Start of PAGE EXTRACT


    You: "I appreciate your concern, but I prefer not to discuss that subject."

    Them: "You're not listening to apostates, are you?"

    You: "I appreciate your concern, but I prefer not to discuss that subject."

    You can combine that with the fogging technique. You agree with them and then go back to your broken record.

    Them: "I'm really worried about you. If you're not out in service and attending meetings you will be wiped out if Armageddon hits."

    You: "You may be right, and I appreciate your concern, but I prefer not to discuss that subject."

    Them: "Why do you keep saying that?"

    You: "Because I appreciate your concern, but I prefer not to discuss that subject."

    Them: "I feel insulted!"

    You: "I'm sorry you feel insulted and I appreciate your concern, but I prefer not to discuss that subject."

    Them: "I think after all I've done for you that you owe me a better explanation than that!"

    You: "I'm sure you do, and I appreciate your concern, but I prefer not to discuss that subject."

    Them: "I don't like this. I may take this up with your elders."

    You: "That's up to you, and I appreciate your concern, but I prefer not to discuss that subject."

  • Defianttruth
    Defianttruth

    Write a contract and have them sign it.

    They have no right to negotiate in this contract this is your house.

    The final clause should state you have the right to ask them to leave for any reason at any time.

    Staple it to the wall above their bed so they can see it everyday.

  • LV101
    LV101

    Oh Gawd - you should have classes. Love your reply!

End of PAGE EXTRACT

■ **EXERCISE SET**:
[1] Answer these questions about the forum excerpt on refusing to discuss a subject:
(a) Which technique can be combined with the broken record?
(b) What should the final clause of the contract state?
(c) Where should the contract be stapled?
[2] Carry on the forum excerpt on refusing to discuss a subject from the point where it ends.

Start of SUPPLIED ENTRIES

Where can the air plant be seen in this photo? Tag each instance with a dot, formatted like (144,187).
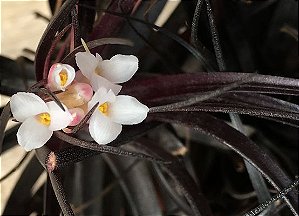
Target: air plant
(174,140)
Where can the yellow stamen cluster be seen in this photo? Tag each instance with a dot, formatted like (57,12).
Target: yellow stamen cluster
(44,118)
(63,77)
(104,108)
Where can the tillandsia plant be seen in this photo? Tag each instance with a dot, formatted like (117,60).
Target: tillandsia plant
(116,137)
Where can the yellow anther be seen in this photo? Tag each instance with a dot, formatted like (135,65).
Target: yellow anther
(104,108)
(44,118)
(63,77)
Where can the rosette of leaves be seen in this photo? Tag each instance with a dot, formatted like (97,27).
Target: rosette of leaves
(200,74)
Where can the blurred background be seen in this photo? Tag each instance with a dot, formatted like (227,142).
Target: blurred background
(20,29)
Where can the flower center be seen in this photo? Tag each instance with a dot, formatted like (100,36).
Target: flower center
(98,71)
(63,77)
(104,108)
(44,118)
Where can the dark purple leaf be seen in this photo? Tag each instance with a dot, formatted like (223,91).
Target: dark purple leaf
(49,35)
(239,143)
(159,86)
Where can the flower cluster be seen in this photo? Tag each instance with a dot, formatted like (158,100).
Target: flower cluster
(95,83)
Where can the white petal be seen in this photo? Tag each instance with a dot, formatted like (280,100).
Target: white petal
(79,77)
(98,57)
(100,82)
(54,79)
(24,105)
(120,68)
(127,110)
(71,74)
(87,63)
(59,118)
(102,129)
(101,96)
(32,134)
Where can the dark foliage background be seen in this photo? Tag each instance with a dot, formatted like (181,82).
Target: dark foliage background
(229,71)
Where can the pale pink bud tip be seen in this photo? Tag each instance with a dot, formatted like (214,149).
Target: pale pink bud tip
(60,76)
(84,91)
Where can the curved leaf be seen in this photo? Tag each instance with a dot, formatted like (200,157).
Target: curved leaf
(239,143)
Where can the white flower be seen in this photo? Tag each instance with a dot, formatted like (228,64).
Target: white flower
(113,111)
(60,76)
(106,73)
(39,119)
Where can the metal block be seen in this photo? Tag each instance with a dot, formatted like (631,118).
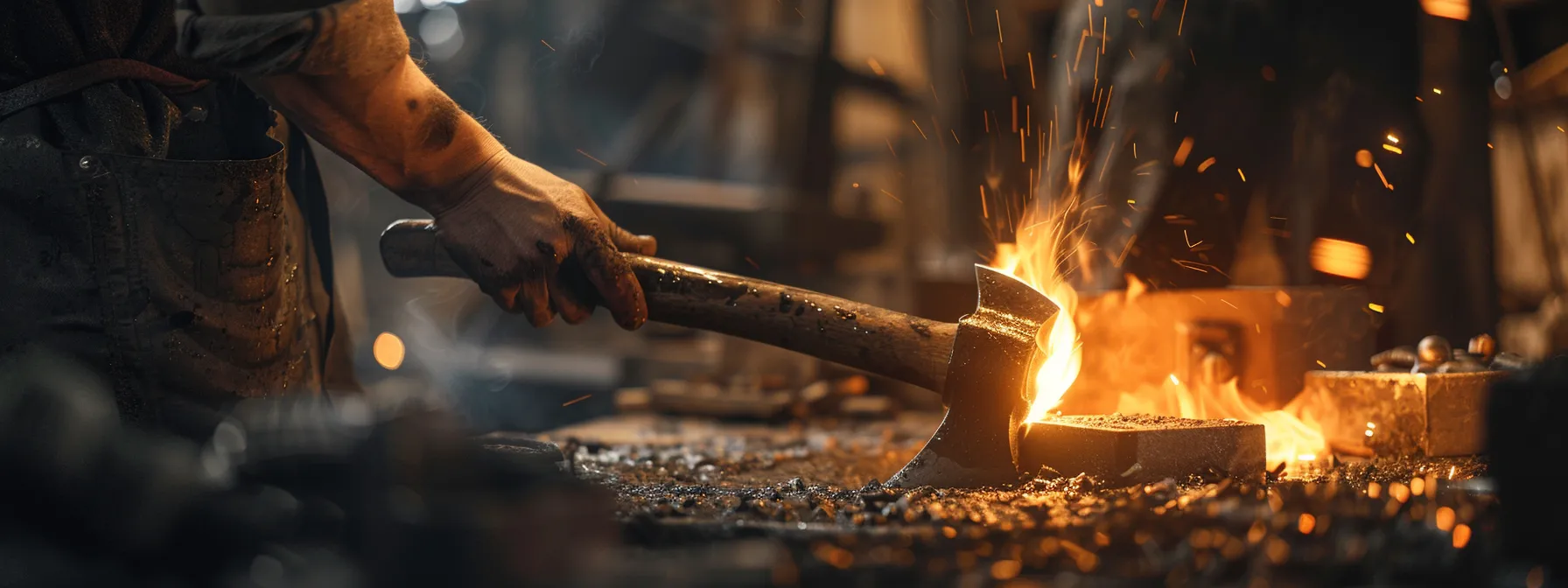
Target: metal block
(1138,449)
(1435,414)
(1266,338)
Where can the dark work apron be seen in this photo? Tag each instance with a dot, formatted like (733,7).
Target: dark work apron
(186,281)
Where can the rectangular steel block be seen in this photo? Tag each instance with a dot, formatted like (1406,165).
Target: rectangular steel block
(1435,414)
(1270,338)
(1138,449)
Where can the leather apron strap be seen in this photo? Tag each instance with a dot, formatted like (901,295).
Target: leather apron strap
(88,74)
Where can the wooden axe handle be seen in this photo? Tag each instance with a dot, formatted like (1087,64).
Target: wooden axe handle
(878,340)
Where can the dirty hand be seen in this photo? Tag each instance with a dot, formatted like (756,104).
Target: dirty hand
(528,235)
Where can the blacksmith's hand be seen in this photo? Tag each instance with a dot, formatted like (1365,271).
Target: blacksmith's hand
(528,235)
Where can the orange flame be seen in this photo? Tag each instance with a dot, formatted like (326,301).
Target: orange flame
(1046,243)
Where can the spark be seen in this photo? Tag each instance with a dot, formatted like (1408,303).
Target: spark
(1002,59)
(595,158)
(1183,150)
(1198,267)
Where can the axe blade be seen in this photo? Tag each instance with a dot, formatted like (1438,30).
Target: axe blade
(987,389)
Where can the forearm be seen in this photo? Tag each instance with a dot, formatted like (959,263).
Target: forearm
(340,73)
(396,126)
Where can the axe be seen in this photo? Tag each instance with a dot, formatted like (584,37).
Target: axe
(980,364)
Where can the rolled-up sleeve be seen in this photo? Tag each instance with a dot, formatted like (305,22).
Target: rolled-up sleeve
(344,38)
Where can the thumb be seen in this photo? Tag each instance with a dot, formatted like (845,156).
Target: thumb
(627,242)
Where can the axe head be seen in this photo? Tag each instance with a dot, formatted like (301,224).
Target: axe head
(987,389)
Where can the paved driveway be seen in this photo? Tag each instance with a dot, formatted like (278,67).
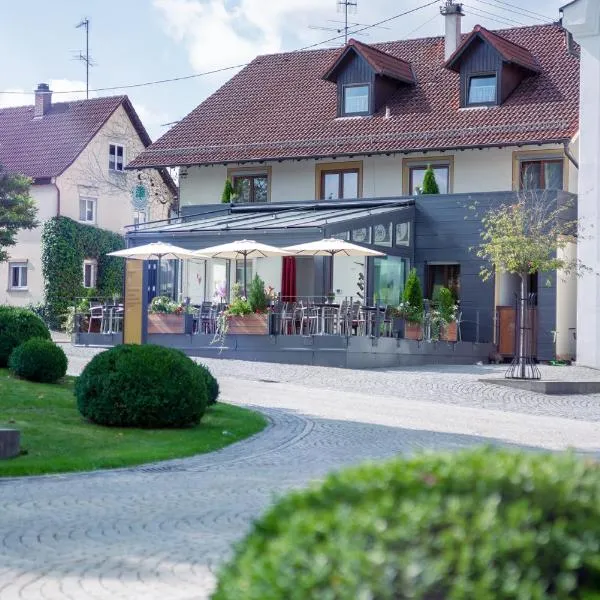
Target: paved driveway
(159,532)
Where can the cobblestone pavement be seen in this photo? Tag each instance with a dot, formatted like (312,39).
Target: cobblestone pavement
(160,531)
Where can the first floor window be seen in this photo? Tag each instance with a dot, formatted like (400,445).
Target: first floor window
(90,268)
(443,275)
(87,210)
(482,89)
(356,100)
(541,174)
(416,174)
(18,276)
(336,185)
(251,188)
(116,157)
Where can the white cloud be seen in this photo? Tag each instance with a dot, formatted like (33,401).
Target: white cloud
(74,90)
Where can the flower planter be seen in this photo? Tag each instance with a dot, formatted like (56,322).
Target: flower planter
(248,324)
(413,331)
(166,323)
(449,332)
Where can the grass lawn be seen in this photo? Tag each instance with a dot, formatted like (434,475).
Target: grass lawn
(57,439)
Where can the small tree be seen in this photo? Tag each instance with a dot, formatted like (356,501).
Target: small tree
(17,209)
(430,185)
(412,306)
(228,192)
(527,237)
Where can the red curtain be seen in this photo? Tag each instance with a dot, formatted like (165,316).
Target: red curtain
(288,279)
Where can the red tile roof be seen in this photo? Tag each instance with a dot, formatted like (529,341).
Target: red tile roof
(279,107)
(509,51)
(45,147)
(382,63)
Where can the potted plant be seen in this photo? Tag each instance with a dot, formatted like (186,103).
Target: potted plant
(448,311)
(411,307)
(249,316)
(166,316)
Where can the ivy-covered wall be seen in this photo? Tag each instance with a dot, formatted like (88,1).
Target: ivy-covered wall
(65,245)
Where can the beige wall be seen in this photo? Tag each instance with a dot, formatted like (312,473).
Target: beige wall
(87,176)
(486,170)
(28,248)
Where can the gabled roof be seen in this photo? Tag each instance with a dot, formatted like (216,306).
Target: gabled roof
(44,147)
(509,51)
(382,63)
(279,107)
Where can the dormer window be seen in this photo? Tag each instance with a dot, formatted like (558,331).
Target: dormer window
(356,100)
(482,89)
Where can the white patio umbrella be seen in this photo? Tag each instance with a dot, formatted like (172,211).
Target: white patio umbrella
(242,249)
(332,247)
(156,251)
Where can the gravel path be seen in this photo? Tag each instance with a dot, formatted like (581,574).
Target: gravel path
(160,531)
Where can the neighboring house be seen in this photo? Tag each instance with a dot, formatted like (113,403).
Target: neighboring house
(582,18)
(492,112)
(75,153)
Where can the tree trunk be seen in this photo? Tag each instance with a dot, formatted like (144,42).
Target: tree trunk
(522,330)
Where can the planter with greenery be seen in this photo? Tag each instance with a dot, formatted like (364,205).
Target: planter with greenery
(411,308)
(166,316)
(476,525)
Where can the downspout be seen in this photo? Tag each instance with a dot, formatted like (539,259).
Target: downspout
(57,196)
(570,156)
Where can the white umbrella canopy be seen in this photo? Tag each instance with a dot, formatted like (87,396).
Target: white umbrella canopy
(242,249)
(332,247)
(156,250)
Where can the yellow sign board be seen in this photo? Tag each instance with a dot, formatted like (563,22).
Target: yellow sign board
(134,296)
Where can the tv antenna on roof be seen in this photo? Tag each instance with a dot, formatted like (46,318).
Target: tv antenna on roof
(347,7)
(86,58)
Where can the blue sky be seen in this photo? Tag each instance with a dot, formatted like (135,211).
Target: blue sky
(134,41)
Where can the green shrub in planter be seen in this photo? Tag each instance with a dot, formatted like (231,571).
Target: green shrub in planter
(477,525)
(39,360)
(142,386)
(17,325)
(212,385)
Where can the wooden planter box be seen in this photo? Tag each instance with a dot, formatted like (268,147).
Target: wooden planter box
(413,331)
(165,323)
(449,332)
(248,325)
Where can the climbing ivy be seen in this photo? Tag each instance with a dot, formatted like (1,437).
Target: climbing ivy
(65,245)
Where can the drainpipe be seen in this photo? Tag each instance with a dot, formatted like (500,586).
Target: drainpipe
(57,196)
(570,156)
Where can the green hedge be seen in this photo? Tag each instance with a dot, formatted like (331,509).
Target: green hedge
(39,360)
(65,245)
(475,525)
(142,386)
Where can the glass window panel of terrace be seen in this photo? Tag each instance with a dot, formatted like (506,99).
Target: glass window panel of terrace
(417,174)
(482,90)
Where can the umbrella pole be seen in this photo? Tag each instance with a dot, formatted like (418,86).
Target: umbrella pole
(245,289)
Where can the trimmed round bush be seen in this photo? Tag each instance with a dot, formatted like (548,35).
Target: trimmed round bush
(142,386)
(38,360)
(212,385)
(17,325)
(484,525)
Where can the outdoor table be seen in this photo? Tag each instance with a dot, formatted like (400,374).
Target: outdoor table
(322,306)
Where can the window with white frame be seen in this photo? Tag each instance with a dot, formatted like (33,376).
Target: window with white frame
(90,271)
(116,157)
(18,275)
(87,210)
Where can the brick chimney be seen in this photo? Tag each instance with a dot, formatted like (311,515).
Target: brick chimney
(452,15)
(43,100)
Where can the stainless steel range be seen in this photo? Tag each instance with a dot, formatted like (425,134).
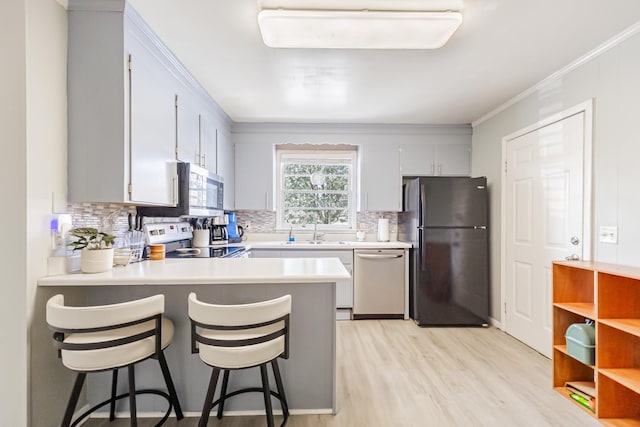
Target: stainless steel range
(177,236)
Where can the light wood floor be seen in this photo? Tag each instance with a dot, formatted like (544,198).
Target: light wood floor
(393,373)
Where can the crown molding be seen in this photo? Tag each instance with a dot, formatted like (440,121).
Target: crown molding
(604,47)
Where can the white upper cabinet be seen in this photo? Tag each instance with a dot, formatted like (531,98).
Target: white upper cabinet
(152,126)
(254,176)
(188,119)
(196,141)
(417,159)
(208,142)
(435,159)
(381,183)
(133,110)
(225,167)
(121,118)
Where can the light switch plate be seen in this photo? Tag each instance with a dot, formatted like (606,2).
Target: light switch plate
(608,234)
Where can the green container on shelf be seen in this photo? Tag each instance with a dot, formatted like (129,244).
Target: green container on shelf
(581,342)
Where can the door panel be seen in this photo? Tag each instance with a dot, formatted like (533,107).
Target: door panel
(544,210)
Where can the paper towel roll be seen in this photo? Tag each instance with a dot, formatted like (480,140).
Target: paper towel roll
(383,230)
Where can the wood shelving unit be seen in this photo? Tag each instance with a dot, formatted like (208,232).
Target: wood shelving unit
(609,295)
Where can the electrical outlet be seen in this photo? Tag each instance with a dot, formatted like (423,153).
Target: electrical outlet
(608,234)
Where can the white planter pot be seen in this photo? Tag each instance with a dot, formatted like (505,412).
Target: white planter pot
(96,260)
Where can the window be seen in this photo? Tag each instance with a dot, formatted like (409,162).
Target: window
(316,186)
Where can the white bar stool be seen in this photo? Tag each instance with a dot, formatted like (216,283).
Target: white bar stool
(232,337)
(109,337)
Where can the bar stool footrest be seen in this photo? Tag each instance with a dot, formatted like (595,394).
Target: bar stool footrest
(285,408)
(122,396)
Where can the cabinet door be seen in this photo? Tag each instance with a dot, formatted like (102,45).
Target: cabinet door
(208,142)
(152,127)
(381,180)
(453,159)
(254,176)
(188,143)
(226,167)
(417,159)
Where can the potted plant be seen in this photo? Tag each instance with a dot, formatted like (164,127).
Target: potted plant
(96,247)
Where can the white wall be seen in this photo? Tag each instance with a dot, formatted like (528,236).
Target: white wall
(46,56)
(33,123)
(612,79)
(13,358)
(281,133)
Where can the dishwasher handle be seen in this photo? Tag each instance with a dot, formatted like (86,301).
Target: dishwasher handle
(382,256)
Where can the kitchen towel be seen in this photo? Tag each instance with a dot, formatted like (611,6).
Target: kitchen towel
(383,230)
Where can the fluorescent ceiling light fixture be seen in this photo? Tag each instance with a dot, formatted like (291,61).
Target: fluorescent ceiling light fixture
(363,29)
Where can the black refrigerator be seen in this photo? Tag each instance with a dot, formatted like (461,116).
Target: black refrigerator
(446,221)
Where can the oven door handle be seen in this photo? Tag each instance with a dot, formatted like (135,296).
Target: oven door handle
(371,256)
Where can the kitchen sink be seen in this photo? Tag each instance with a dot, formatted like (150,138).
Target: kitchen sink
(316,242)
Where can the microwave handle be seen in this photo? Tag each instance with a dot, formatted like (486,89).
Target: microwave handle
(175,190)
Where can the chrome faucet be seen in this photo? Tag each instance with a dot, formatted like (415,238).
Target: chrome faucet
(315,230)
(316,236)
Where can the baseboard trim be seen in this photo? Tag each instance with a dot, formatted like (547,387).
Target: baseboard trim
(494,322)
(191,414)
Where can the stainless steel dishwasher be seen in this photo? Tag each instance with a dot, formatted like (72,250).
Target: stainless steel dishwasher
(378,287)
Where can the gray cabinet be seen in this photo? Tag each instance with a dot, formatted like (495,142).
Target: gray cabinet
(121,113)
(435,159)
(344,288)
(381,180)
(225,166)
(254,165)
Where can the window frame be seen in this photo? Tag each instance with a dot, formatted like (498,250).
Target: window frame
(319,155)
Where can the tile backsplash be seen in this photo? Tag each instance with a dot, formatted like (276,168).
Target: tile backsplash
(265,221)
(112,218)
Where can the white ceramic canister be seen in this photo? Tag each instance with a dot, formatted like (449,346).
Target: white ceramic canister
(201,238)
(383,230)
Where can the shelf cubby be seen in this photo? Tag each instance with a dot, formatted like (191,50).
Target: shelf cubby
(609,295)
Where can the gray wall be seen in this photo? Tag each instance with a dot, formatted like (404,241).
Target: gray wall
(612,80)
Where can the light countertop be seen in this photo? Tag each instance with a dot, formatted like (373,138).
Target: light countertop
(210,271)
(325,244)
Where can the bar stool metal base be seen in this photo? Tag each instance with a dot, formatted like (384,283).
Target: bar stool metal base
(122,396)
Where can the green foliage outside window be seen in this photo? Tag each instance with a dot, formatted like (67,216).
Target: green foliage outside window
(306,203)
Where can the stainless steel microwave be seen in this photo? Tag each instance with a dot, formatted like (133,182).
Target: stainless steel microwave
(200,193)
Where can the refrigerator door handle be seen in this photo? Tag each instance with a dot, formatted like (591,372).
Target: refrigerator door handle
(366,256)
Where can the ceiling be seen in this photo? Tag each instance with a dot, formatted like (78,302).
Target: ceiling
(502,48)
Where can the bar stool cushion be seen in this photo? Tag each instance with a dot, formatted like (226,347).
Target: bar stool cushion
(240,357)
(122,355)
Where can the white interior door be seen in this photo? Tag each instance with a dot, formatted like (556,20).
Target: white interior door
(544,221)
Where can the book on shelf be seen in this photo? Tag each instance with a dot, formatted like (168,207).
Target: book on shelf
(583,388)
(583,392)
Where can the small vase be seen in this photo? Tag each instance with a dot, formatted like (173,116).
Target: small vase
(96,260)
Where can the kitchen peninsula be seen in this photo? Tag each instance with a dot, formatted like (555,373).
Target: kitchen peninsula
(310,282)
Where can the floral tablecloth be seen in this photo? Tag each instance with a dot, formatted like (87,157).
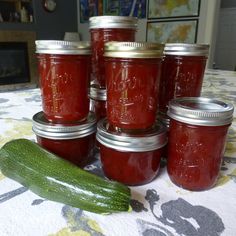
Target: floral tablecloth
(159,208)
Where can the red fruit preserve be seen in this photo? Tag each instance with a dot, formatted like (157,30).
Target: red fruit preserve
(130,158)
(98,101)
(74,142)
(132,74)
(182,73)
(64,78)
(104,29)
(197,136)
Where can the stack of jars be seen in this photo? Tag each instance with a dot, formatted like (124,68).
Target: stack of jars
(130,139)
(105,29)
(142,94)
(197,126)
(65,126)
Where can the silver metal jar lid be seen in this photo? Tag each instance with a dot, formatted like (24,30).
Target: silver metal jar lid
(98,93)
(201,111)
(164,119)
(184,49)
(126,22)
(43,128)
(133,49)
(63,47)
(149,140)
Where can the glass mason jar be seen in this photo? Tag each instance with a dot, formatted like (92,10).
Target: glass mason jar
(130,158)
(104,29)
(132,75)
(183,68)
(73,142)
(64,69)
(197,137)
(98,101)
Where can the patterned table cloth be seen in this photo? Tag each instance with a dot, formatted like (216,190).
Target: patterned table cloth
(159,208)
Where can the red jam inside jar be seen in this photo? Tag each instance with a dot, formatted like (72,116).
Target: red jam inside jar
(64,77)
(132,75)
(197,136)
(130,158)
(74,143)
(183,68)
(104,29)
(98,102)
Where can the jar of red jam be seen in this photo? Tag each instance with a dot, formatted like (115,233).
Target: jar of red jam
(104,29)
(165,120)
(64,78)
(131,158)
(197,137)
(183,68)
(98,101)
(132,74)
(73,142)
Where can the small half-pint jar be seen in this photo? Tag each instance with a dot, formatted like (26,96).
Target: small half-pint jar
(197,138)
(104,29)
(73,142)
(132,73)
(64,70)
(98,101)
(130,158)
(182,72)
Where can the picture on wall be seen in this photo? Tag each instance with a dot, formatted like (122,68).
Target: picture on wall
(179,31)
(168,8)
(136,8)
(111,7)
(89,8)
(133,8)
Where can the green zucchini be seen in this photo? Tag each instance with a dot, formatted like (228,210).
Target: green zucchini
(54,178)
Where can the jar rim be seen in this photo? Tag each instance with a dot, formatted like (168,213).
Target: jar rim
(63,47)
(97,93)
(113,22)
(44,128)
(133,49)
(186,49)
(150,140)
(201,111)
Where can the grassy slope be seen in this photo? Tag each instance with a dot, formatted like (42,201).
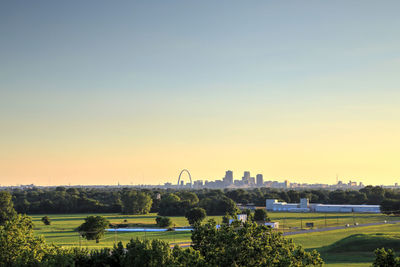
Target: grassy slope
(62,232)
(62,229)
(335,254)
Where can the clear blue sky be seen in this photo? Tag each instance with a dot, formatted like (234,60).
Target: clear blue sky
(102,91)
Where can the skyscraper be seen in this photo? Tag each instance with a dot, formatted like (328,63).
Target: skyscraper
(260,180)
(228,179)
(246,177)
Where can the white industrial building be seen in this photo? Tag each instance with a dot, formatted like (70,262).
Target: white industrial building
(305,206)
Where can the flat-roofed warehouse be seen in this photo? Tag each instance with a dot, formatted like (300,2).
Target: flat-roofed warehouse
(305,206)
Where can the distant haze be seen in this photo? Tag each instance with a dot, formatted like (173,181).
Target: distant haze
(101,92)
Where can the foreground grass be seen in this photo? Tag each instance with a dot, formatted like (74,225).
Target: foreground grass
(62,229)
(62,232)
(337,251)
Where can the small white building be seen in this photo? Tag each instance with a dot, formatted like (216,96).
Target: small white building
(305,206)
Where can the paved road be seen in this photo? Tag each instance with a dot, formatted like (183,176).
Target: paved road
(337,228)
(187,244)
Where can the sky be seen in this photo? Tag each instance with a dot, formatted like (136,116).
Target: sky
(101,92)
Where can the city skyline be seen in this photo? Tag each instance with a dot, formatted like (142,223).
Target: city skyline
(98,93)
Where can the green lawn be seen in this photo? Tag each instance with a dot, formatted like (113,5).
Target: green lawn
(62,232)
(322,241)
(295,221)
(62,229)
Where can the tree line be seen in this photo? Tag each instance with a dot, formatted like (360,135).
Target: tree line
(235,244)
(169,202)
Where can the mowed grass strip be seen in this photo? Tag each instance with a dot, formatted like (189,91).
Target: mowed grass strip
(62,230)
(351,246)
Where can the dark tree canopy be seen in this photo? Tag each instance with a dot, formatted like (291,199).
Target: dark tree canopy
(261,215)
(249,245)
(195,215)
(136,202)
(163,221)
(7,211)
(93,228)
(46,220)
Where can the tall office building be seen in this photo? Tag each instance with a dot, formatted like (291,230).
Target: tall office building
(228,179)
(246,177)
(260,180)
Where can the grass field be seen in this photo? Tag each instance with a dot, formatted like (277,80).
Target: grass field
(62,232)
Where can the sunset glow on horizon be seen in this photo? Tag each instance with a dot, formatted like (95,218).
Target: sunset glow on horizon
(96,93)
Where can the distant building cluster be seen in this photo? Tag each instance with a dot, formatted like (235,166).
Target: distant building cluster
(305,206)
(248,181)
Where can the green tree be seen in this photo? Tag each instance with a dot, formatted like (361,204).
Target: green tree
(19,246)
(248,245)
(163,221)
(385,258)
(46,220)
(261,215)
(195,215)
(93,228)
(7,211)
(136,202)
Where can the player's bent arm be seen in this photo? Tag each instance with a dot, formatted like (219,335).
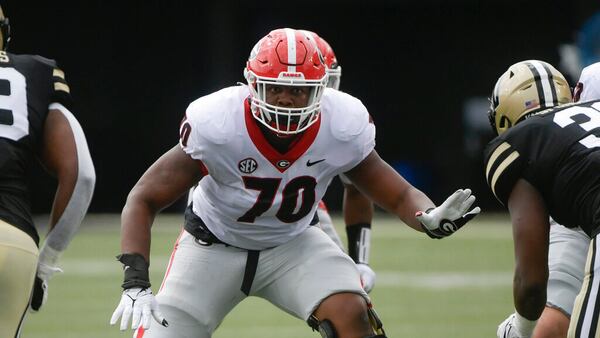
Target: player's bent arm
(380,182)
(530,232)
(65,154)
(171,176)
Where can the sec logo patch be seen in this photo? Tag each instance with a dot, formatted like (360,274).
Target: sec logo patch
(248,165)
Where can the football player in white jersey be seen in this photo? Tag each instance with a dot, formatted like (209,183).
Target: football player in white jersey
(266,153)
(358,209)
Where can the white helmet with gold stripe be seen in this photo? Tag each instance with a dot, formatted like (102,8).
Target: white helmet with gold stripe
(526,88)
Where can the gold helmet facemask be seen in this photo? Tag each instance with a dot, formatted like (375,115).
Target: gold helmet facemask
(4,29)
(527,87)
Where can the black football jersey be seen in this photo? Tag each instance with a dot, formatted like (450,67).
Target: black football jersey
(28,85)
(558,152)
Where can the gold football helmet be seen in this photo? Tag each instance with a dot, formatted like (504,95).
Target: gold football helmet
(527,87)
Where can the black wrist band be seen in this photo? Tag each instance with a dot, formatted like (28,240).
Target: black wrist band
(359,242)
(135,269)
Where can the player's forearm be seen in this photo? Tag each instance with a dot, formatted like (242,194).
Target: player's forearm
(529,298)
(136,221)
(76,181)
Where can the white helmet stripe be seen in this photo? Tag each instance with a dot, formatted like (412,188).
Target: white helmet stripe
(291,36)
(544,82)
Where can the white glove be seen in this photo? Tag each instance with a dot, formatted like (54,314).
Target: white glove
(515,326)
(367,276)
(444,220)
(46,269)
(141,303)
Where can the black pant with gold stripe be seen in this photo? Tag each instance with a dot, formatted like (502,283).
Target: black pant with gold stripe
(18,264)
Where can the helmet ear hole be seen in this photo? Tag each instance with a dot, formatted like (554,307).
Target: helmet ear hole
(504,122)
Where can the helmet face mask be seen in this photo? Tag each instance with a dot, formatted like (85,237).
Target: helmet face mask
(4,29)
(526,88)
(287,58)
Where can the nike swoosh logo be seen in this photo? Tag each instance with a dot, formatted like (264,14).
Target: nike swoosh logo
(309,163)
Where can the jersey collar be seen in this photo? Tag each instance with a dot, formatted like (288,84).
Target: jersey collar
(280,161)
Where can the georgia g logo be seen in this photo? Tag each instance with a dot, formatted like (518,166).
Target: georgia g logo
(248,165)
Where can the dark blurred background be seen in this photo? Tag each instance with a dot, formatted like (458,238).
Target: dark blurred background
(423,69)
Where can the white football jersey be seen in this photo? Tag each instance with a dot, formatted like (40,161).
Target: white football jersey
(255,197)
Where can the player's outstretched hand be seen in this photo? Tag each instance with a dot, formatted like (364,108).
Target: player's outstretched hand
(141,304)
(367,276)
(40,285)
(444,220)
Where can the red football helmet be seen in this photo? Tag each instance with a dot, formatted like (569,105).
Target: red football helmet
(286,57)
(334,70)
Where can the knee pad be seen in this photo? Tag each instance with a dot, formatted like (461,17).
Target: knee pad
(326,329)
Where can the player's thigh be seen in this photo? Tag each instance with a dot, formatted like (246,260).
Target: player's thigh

End of SUPPLIED ENTRIES

■ **ANSWERS FOR EACH ITEM**:
[1]
(a) The fogging technique.
(b) That you have the right to ask them to leave for any reason at any time.
(c) To the wall above their bed.

[2]
  • transhuman68
    transhuman68

    What Aude Sapere said. Tell them it is bad manners to discuss politics and religion- which it is, as these convictions aren’t really rational choices, and usually cause bad feelings when people try to discuss them rationally. Just refuse to talk about the JW’s at all- that’s my two cents worth.

  • snare&racket
    snare&racket

    Ask him what his "motivation for going door to door is?"

    Tell him you always went because you felt you were helping your fellow man, but right now," I am not confident in the message we are preaching and so I am taking some time out to reearch it and consider it. This is not something I wish to discuss with you as you by your continued preahing obviously are not someone who has taken such issues into consideration. It all being a very personal, spiritual situation, I will not and do not wish to discuss it with you. Now please refrain from saying these things again or I will have to ask you to leave."

  • Finally-Free
    Finally-Free

    People who berate me are not welcome in any part of my life. If someone is stupid enough to try it in my own home they'll fly out arse first.

    W

  • cult classic
    cult classic

    roflmao Ding and Defiant truth

    Very good advice and things to think on hoser.

    It's understandable that you're torn emotionally about how to handle your family. But, you must take of yourself. Don't allow people into your space who make you ashamed of yourself. At least until you know how to stand up for yourself and change the abusive interaction to a healthy one.

  • LogCon
    LogCon

    Just hand them a printed copy of Ding's list and ask them if there's anything missing.

  • Hortensia
    Hortensia

    Broken record and fogging are both amazing tools. I remember a conversation I had with my mother once, the first time I tried it. She kept asking why I wasn't going to the KH any more. I kept saying, "I don't want to discuss it." When she added the JW threats -- you'll die at Armageddon -- I said, "you're probably right, but I don't want to discuss it."

    After a while she ran out of ideas, and she never tried again. It helps, too, if you can step back and watch the conversation as if it's a movie, and get some amusement out of their reactions.

    Also, it's OK -- especially since it's your house -- to name their behavior. "I can't believe you are trying to make me feel guilty." Or, "guilt doesn't work." Or, "I can't believe you said that." Or, if you've had enough of their behavior and are tired of being nice, "you're a bit manipulative, aren't you?" Or, "don't you think that if we open our house to you and treat you like a guest, that you ought to at least pretend you like us?"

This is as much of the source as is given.